_RECORDS FOR PROCESSING_
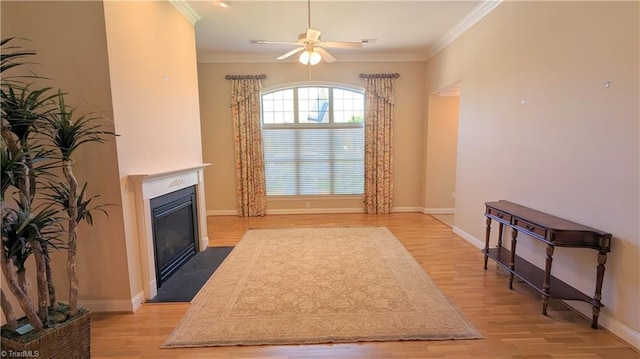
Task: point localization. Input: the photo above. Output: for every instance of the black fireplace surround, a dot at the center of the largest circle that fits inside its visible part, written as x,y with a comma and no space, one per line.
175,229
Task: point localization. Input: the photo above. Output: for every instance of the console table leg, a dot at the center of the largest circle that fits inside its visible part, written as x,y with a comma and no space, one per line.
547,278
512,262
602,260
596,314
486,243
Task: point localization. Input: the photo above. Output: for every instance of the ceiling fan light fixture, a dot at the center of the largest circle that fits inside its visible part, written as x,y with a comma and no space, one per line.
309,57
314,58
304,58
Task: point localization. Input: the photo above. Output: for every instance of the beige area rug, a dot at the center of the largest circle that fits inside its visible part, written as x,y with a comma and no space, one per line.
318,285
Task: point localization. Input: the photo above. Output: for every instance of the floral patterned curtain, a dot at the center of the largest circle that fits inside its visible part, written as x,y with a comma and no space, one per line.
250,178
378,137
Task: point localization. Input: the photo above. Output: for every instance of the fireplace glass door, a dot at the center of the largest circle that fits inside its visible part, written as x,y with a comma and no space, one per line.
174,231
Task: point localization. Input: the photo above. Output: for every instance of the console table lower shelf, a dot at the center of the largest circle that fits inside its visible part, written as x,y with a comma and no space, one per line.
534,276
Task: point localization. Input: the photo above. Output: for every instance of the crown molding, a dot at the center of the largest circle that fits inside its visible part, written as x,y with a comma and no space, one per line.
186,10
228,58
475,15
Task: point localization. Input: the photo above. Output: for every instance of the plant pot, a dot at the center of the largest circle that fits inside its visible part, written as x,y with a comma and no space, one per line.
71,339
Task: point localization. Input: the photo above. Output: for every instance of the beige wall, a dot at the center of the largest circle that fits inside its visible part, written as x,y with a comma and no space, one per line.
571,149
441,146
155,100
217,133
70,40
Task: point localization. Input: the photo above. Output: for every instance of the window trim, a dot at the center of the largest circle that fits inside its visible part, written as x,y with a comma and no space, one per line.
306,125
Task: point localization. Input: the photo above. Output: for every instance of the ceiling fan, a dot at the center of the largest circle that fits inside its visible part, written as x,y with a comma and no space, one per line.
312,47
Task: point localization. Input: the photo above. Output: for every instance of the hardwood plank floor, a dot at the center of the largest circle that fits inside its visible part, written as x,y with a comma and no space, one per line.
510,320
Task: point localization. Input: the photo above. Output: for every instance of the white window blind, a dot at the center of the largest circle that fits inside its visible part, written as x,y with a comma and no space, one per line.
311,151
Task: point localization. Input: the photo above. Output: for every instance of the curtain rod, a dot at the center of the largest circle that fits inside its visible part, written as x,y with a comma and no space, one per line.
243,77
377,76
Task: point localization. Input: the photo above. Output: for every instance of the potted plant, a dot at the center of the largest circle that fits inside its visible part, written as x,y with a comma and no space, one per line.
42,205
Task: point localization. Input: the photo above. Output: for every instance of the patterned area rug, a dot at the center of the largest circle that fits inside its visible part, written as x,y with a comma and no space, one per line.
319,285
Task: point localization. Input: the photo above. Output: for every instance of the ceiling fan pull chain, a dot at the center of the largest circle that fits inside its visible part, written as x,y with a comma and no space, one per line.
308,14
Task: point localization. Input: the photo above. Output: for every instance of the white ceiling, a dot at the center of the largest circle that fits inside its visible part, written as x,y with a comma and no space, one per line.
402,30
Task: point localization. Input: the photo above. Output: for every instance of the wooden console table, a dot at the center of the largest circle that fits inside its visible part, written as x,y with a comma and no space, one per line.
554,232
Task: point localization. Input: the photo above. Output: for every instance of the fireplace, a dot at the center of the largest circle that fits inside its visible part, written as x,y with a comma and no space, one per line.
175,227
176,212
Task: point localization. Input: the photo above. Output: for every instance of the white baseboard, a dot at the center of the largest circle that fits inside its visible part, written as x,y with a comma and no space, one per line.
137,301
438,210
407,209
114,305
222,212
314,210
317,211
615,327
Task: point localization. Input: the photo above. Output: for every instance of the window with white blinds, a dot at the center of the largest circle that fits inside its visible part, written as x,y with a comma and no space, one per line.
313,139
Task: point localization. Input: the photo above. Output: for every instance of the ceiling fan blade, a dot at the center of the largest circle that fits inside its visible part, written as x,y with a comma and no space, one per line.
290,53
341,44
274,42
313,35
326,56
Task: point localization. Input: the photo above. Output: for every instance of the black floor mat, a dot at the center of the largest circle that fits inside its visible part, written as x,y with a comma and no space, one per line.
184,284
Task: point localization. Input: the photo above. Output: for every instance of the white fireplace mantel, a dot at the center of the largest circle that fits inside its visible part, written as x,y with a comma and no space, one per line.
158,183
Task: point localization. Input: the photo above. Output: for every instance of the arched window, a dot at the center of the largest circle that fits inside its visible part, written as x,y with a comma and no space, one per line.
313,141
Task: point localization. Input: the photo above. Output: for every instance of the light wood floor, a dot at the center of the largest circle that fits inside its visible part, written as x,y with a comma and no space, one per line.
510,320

_REQUIREMENTS_
Transcribe exactly the line containing "the white fireplace" and all remaining lines of the material, ending with the last one.

_EXERCISE OUTPUT_
Task: point localization. Input: the photo above. Output: for every instance of the white fireplace mantel, a dot at the center of the largest circle that fits inside its visible part, written as x,y with a comma and no space, one per line.
158,183
Task: point localization. Input: the photo above. Output: for every instance of the arched window, a dot at the center of the largest circle that fits inside its visible part, written as x,y with a comma and no space, one per line.
313,141
Task: point localization. Input: the photo above. Output: for every instance of the light wood floor, a dot at the center of the largest circle that fits inside its visible part, written as x,y with a comma and no space, one per line.
510,320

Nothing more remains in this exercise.